▸ **WRITTEN PROBLEM**
Please identify every line in the records below that contains the word "white" and copy each such line. Case counts, so only matches with identical capitalization qualify.

▸ **DATASET**
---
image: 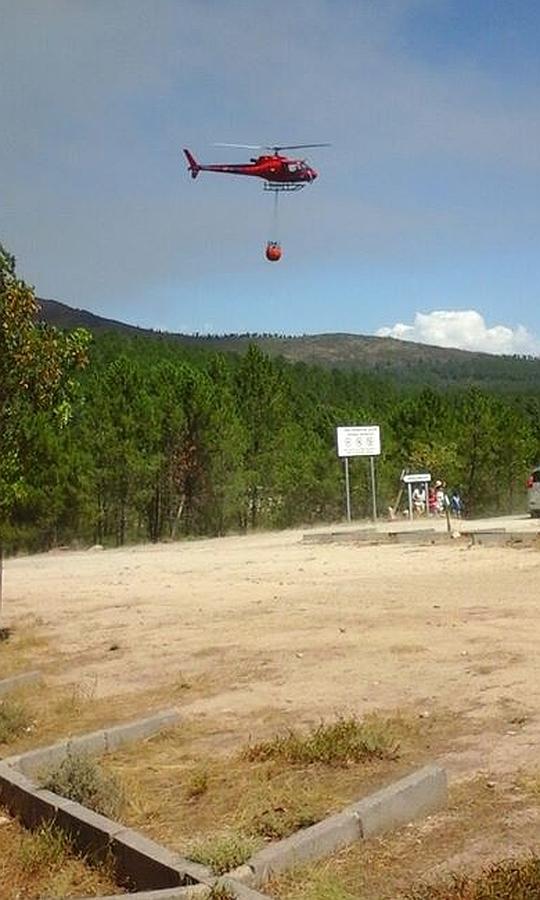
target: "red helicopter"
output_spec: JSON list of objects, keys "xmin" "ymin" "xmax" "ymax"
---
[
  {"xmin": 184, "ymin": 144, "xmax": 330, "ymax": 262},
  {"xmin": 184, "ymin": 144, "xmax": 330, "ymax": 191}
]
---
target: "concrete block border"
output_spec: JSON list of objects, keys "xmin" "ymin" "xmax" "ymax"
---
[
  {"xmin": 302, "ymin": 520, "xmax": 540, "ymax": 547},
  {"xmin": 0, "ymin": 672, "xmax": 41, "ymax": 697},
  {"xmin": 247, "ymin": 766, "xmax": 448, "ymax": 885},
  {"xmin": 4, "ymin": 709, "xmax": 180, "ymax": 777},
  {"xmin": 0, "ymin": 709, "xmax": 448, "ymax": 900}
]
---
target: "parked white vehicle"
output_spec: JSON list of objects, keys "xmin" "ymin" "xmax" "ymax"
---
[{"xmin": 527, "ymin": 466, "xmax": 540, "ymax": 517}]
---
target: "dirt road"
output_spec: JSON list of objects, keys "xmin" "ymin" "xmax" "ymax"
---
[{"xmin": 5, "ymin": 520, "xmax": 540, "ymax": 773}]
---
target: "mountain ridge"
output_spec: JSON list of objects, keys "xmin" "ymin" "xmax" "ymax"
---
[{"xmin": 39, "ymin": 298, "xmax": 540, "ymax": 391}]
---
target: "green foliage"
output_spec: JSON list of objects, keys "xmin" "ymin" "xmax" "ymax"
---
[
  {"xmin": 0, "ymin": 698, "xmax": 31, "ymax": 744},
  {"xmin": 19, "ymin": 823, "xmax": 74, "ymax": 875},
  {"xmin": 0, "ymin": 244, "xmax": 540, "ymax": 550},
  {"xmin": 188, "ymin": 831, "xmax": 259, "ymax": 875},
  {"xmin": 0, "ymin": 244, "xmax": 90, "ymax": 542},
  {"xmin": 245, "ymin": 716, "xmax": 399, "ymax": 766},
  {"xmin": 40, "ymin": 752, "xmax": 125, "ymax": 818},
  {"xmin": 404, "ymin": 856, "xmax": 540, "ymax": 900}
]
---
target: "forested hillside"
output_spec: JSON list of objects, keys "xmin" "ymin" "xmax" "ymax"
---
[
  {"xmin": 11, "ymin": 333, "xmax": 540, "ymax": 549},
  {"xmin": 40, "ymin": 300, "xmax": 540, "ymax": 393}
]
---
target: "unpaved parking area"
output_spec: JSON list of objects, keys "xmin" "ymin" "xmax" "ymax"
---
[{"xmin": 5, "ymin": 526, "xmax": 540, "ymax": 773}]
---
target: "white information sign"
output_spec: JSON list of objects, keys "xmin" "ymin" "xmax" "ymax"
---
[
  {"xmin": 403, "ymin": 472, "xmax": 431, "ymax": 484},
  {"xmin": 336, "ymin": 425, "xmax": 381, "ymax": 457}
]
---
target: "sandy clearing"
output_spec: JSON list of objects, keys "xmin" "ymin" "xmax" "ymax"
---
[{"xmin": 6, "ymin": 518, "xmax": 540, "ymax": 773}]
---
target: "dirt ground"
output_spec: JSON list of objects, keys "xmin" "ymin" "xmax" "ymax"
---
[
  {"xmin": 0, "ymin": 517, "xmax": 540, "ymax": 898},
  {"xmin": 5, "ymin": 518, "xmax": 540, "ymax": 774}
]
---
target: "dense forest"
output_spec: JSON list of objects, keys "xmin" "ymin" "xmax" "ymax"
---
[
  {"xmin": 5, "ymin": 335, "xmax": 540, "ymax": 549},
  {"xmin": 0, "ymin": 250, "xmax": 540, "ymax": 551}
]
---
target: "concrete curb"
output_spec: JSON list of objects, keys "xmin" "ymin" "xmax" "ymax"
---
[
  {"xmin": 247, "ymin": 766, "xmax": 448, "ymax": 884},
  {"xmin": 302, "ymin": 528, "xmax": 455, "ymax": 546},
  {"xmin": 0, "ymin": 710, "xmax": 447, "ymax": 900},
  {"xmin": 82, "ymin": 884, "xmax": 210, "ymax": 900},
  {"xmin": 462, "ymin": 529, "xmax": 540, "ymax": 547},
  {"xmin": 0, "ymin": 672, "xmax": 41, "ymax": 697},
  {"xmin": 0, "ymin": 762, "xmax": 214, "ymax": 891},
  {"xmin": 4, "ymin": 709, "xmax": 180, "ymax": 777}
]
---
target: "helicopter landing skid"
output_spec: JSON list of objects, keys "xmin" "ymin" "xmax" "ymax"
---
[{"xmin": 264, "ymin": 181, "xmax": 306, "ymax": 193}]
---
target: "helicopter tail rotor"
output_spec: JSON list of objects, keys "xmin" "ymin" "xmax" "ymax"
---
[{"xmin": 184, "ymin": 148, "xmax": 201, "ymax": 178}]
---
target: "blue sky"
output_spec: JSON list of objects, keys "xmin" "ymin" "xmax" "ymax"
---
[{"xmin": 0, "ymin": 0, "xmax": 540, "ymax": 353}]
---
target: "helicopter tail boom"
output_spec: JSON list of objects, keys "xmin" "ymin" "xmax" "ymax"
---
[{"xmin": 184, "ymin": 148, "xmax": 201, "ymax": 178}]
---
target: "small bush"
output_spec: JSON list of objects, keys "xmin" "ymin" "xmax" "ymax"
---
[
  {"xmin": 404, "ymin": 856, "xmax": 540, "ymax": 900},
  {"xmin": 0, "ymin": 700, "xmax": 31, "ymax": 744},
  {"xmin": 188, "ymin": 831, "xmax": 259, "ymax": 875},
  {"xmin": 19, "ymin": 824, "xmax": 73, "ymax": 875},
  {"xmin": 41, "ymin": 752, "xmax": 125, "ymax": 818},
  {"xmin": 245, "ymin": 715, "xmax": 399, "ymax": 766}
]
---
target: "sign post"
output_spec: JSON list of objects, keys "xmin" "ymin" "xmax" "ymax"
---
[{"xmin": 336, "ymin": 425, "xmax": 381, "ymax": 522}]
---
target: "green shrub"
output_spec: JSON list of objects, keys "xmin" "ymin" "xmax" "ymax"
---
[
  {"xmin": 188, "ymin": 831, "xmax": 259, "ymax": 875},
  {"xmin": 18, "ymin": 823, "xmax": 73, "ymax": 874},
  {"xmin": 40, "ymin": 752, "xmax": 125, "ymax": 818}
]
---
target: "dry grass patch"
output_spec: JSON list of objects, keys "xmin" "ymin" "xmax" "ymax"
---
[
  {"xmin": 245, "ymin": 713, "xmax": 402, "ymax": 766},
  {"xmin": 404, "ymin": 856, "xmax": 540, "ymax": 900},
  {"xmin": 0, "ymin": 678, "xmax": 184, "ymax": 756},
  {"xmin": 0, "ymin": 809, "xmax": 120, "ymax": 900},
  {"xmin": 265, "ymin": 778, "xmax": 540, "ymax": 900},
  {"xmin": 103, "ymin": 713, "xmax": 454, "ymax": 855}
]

▸ **WORKED SOLUTION**
target: "parked white vehicle"
target: "white information sign"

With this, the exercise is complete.